§ **Texte fourni**

Moussa Ag Assarid est le représentant diplomatique en Europe du Mouvement National de Libération de l’Azawad (MNLA). Il a accordé une interview à ARRITTI, que je reproduis ici, sur les évènements du mois dernier qui ont modifié radicalement la situation politique de la région. L’armée malienne a voulu imposer par la force la loi de Bamako à Kidal. Elle a échoué lamentablement et son échec est tel que l’option d’un règlement par la force n’est plus une option désormais. La route est ouverte pour la négociation d’un nouveau statut pour l’Azawad.
Arritti : Tu étais sur place lors des événements qui ont eu lieu entre le 16 mai et la fin du mois dernier. Peux-tu nous les expliquer ?
Moussa Ag Assarid : J’étais présent et j’ai filmé ce qui s’est passé pour pouvoir en témoigner de façon incontestable. Prochainement, l’association Solidarité Azawad les publiera ces images sur son site Internet.
À Kidal, la situation était instable. Le MNLA et les mouvements alliés de l’Azawad, le HCUA (Haut Conseil pour l’Unité de l’Azawad), qui est présent à Kidal, et le MAA (Mouvement Arabe de l’Azawad) qui est issu de la population maure qui vit en Azawad, étaient sur le terrain, mais l’armée malienne était casernée dans le camp n°1 et l’administration malienne avait pris possession du gouvernorat suite aux concessions que le MNLA avait faites sous la pression de la Communauté internationale. Cette intrusion du pouvoir malien en zone libérée, puisque les forces du MNLA ont participé aux côtés des forces françaises de Serval et des forces africaines de la Minusma à la libération de l’Azawad contre les terroristes, était très mal acceptée par la population. Régulièrement des manifestations, avec femmes et enfants, visaient à gêner l’emprise du pouvoir central malien sur la ville de Kidal.
Ainsi, le 16 mai dernier, l’aéroport a été envahi pour interrompre l’arrivée d’avions envoyés de Bamako pour préparer la venue du premier ministre malien Moussa Mara à Kidal, en acheminant des fonctionnaires, des journalistes et des activistes pro-maliens, y compris des figurants d’origine touarègue vivant à Bamako vêtus de tenue traditionnelle en charge de faire la claque et d’applaudir lors du discours du premier ministre. Cette opération de propagande à grand spectacle avait pour but d’imposer l’image d’un pouvoir malien « chez lui à Kidal » avec l’aval de la population, et donc de fermer la porte à tout processus de négociation.

§ **Données fournies**
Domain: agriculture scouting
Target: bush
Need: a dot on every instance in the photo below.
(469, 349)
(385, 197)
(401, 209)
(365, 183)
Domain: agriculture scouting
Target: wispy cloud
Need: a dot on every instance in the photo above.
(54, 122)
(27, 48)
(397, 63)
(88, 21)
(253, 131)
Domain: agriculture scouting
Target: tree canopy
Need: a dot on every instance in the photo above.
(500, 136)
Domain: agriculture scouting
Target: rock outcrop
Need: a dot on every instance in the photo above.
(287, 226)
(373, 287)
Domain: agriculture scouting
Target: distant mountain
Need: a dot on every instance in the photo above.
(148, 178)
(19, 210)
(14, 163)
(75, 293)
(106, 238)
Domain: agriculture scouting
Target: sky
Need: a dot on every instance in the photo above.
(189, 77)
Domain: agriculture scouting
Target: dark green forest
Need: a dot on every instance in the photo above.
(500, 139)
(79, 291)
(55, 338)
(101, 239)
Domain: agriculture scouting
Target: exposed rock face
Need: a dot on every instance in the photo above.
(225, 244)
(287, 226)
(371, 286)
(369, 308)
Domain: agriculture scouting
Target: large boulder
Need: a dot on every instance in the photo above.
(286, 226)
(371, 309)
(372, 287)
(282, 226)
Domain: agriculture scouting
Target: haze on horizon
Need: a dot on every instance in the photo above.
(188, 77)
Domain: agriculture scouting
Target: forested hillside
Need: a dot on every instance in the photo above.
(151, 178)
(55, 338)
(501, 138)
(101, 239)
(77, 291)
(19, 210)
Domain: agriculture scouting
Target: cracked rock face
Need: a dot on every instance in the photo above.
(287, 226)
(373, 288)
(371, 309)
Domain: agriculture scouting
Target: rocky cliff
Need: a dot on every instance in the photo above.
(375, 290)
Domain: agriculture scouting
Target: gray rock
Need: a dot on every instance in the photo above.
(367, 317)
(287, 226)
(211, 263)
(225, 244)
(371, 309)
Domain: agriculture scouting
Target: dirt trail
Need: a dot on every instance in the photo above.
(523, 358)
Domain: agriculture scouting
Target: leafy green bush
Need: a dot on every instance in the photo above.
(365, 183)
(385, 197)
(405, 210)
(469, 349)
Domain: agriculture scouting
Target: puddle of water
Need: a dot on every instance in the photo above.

§ **Objectifs**
#1 Répondez aux questions suivantes d’après l’entretien sur l’Azawad.
(a) Quelle fonction Moussa Ag Assarid occupe-t-il au sein du MNLA ?
(b) Où l’armée malienne était-elle casernée à Kidal ?
(c) Quel lieu a été envahi le 16 mai ?
#2 Dans l’entretien sur l’Azawad, remplacez « manifestations » par « rassemblements » dans tout ce qui va de « À Kidal, la » jusqu’à « ville de Kidal. », puis recopiez ce passage ainsi modifié.
#3 Reprenez l’entretien sur l’Azawad et poursuivez-le à partir de sa dernière phrase.
Les enregistrements n’interviennent pas ici.

§ **Résultats**
#1
(a) Il est le représentant diplomatique en Europe du MNLA.
(b) Elle était casernée dans le camp n°1.
(c) L’aéroport a été envahi.

#2
À Kidal, la situation était instable. Le MNLA et les mouvements alliés de l’Azawad, le HCUA (Haut Conseil pour l’Unité de l’Azawad), qui est présent à Kidal, et le MAA (Mouvement Arabe de l’Azawad) qui est issu de la population maure qui vit en Azawad, étaient sur le terrain, mais l’armée malienne était casernée dans le camp n°1 et l’administration malienne avait pris possession du gouvernorat suite aux concessions que le MNLA avait faites sous la pression de la Communauté internationale. Cette intrusion du pouvoir malien en zone libérée, puisque les forces du MNLA ont participé aux côtés des forces françaises de Serval et des forces africaines de la Minusma à la libération de l’Azawad contre les terroristes, était très mal acceptée par la population. Régulièrement des rassemblements, avec femmes et enfants, visaient à gêner l’emprise du pouvoir central malien sur la ville de Kidal.

#3
Les manifestants ont bloqué le trafic de l’aéroport, empêchant un cinquième avion d’atterrir, malgré la répression des forces de l’ONU qui voulaient les empêcher d’atteindre l’aéroport. Déjà, ce soir-là la tension était très forte et des tirs à balles réelles sont venus des soldats de l’armée malienne présents à l’aéroport et qui ont blessé plusieurs manifestants dont 13 personnes ont été admises à l’hôpital de Kidal. La nuit tombée, l’aéroport étant obligé d’arrêter son trafic, les incidents ont cessé.
Moussa Mara a cependant voulu maintenir son voyage à Kidal. Que s’est-il passé alors ?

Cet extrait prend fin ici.